In [58]:
import pystac
from pathlib import Path
import shutil
import shlex
import subprocess
OUTPUT_DIR = '../../stac_catalog'

In [44]:
col1 = pystac.Collection.from_file('../../stac_catalog/raster/collection.json')
col2 = pystac.Collection.from_file('../../stac_catalog/vector/collection.json')

In [45]:

catalog = pystac.Catalog(id="main-catalog", description="Tutorial catalog.")


In [46]:
catalog.add_children([col1,col2])

[<Link rel=child target=<Collection id=raster>>,
 <Link rel=child target=<Collection id=vector>>]

In [47]:
col1.describe()

* <Collection id=raster>
  * <Item id=Age_of_Imperviousness>
  * <Item id=Flow_Duration_Index>
  * <Item id=HSPF_Land_Cover_Type>
  * <Item id=Hydrologic_Response_Units>
  * <Item id=Imperviousness>
  * <Item id=Land_Cover>
  * <Item id=Land_Use>
  * <Item id=Population_Density>
  * <Item id=Precipitation_mm>
  * <Item id=Runoff_mm>
  * <Item id=Slope>
  * <Item id=Slope_Categories>
  * <Item id=Soils>
  * <Item id=Total_Copper_Concentration>
  * <Item id=Total_Kjeldahl_Nitrogen_Concentration>
  * <Item id=Total_Phosphorus_Concentration>
  * <Item id=Total_Suspended_Solids_Concentration>
  * <Item id=Total_Zinc_Concentration>
  * <Item id=Traffic>
  * <Item id=copper_concentration_ug_per_L>


In [48]:
catalog.normalize_hrefs(root_href="https://storage.googleapis.com/swhm_data/public/layers/")
#catalog.set_self_href("https://storage.googleapis.com/swhm_data/public/layers/catalog.json")
catalog.save(catalog_type="ABSOLUTE_PUBLISHED", dest_href=OUTPUT_DIR)

# Upload all jsons to GCP 

In [57]:
def upload_stac_assets(root_dir, bucket, prefix, dry_run=False, return_summary=False):
    """
    Finds and uploads STAC asset JSON files to Google Cloud Storage.

    - Uploads all .json files in the root directory (regardless of name).
    - Uploads .json files in subdirectories that match the directory name (e.g. 'foo/foo.json').

    Args:
        root_dir (str): Absolute or relative path to the root directory.
        bucket (str): GCS bucket name.
        prefix (str): Path prefix within the GCS bucket.
        dry_run (bool): If True, simulate uploads without executing them.
        return_summary (bool): If True, return a summary dictionary of results.

    Returns:
        dict (optional): Summary of uploaded, skipped, and failed files.
    """
    root_path = Path(root_dir).resolve()

    if not root_path.is_dir():
        print(f"ERROR: {root_path} is not a valid directory.")
        return

    if not shutil.which("gsutil"):
        print("ERROR: 'gsutil' command not found in PATH.")
        return

    if not prefix.endswith("/"):
        prefix += "/"

    print(f"Scanning: {root_path}")
    print(f"Uploading to: gs://{bucket}/{prefix}")

◆ Work task a
Return the rows unchanged, from the first line of the rows through the line that contains "box: [301, 181, 600, 321]", with both of those lines included.
The rows have no connection to the STAC catalog notebook.

◆ Source material
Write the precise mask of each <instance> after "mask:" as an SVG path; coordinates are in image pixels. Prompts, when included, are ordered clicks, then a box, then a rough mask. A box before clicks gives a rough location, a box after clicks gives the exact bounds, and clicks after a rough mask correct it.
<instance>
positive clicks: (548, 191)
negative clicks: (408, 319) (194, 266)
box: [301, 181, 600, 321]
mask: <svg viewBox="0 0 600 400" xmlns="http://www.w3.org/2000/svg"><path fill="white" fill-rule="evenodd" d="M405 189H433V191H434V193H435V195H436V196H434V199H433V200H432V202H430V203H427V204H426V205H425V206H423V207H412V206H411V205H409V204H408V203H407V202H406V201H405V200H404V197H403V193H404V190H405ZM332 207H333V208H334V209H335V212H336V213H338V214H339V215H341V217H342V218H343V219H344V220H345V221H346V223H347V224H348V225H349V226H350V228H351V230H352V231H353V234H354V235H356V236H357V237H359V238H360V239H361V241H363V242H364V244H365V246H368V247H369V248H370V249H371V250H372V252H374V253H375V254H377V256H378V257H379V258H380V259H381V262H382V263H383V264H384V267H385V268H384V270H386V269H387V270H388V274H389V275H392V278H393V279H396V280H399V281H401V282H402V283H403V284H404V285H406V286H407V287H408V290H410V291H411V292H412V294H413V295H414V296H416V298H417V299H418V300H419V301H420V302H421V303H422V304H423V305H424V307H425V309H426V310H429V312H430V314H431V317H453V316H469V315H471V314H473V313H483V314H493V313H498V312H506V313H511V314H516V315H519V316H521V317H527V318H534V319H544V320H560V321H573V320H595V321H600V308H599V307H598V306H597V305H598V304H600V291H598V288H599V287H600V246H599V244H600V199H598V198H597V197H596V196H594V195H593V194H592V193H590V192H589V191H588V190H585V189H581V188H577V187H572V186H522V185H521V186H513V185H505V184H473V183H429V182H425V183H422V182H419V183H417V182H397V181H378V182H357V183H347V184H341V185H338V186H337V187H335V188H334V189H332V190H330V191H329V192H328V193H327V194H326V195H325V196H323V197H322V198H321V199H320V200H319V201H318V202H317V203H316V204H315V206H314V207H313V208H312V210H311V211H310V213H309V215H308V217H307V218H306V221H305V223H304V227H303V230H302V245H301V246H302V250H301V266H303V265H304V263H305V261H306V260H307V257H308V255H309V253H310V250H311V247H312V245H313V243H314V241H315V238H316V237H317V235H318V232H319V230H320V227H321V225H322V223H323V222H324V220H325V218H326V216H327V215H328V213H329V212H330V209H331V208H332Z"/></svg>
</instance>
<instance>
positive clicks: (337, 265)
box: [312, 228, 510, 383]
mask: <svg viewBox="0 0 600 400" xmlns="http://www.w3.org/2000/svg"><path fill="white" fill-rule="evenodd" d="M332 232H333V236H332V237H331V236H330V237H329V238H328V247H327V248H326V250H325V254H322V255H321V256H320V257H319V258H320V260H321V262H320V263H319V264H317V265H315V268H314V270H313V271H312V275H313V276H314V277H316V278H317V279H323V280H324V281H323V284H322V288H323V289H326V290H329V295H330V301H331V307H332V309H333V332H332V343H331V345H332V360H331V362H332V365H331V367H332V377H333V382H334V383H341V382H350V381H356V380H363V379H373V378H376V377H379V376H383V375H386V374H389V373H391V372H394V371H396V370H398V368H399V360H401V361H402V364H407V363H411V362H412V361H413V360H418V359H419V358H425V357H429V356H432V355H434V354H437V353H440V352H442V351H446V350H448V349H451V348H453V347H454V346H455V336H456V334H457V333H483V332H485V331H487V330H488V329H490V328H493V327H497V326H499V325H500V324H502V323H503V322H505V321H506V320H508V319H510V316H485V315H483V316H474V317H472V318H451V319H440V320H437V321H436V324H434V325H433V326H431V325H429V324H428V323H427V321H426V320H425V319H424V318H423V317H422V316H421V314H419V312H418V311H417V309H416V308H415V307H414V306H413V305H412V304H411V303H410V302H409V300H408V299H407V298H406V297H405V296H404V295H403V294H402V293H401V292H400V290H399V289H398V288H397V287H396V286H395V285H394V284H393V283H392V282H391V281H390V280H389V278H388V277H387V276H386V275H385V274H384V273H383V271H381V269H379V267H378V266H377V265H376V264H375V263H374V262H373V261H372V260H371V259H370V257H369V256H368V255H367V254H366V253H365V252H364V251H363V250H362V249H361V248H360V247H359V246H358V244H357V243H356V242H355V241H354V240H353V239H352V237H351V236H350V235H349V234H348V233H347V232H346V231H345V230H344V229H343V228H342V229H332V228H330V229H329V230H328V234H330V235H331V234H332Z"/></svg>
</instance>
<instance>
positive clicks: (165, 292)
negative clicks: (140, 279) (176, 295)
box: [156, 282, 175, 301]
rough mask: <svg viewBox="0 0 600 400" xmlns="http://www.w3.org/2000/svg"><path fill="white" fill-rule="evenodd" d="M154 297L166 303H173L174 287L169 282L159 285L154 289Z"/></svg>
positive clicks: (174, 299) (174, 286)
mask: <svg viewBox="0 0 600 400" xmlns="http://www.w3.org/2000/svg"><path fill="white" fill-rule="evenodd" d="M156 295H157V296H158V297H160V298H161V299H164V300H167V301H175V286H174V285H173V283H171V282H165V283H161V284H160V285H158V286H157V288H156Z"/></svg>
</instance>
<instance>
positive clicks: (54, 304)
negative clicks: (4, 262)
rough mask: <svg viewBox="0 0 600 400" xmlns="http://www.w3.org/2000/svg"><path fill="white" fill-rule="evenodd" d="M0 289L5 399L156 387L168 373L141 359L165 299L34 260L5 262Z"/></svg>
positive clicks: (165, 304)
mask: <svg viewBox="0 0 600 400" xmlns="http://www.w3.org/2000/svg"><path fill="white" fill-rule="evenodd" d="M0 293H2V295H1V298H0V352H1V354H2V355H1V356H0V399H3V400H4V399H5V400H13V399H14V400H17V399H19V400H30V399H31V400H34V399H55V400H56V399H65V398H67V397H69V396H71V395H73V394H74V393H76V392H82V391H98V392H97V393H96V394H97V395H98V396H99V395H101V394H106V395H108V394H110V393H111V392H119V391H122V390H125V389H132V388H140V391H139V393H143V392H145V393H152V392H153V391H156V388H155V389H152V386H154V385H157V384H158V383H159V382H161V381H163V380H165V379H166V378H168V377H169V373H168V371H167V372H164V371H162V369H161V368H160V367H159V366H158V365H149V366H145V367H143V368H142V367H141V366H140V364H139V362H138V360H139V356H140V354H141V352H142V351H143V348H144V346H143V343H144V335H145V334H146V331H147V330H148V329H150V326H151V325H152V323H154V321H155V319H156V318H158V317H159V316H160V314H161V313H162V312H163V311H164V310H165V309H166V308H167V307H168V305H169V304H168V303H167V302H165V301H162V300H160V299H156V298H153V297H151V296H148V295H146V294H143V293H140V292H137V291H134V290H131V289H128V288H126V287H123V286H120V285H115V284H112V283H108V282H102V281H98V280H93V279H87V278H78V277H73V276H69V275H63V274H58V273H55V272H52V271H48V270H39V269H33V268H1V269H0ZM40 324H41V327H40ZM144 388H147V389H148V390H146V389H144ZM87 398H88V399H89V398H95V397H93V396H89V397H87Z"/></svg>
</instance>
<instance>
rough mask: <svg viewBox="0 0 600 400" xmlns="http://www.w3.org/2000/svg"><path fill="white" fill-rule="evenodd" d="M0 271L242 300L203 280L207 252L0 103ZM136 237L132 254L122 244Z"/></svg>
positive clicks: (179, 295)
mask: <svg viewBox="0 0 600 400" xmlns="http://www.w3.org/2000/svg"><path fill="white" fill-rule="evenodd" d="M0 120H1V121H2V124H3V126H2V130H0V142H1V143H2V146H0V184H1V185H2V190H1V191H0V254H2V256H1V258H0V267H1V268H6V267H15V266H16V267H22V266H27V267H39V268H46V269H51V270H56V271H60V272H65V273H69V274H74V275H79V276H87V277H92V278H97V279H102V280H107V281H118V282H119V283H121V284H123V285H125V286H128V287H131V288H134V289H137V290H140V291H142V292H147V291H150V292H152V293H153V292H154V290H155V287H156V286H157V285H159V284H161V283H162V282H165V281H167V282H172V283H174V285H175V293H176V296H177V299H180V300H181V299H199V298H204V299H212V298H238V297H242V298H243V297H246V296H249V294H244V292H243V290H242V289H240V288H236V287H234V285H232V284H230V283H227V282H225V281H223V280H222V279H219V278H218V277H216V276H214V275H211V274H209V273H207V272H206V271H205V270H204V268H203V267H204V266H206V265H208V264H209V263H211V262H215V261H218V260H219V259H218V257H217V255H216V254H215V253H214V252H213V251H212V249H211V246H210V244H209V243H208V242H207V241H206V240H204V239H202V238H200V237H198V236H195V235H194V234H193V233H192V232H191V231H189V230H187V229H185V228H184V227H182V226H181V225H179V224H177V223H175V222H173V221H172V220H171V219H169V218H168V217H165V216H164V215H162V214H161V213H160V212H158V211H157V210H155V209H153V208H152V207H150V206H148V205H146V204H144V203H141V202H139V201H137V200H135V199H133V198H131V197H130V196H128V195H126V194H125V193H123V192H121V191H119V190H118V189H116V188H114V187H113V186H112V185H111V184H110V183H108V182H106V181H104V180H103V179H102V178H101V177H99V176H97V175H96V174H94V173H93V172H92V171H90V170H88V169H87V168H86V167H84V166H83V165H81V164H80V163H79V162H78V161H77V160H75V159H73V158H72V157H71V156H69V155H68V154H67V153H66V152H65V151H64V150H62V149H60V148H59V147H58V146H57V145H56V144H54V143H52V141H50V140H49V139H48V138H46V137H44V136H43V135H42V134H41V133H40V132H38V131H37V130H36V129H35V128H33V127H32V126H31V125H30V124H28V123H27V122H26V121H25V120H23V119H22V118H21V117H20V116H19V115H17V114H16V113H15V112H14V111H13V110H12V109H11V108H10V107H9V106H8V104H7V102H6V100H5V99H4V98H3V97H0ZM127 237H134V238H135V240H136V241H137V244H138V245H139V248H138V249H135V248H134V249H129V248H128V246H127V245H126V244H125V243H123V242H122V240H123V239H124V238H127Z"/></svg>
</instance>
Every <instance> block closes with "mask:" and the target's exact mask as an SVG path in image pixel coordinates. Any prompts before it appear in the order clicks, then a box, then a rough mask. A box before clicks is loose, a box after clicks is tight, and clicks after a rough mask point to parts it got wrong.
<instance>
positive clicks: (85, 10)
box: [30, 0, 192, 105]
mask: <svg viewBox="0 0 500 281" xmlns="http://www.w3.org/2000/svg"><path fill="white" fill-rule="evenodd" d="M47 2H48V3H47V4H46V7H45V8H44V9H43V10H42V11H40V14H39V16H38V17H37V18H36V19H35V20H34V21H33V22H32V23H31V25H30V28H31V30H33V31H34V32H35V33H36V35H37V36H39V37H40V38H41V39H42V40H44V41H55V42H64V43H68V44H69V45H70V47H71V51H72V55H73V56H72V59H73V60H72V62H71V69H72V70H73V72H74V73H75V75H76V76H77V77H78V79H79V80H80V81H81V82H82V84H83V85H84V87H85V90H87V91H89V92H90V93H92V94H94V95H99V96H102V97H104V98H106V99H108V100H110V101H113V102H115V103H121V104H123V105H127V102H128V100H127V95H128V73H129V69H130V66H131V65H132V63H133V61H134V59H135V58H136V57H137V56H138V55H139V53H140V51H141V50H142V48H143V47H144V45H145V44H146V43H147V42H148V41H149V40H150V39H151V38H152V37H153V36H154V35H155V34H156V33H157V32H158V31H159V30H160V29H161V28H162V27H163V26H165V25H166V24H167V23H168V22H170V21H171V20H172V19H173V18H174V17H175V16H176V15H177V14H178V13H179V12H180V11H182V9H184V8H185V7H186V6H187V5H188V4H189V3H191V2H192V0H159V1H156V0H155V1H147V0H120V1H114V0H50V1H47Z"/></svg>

◆ Work task b
Answer these questions about the STAC catalog notebook:
(i) What id is given to the new catalog?
(ii) What value is assigned to OUTPUT_DIR?
(iii) Which command does upload_stac_assets look for in PATH before uploading?

◆ Task answer a
Write the precise mask of each <instance> after "mask:" as an SVG path; coordinates are in image pixels. Prompts, when included, are ordered clicks, then a box, then a rough mask. A box before clicks gives a rough location, a box after clicks gives the exact bounds, and clicks after a rough mask correct it.
<instance>
positive clicks: (548, 191)
negative clicks: (408, 319) (194, 266)
box: [301, 181, 600, 321]

◆ Task answer b
(i) main-catalog
(ii) '../../stac_catalog'
(iii) gsutil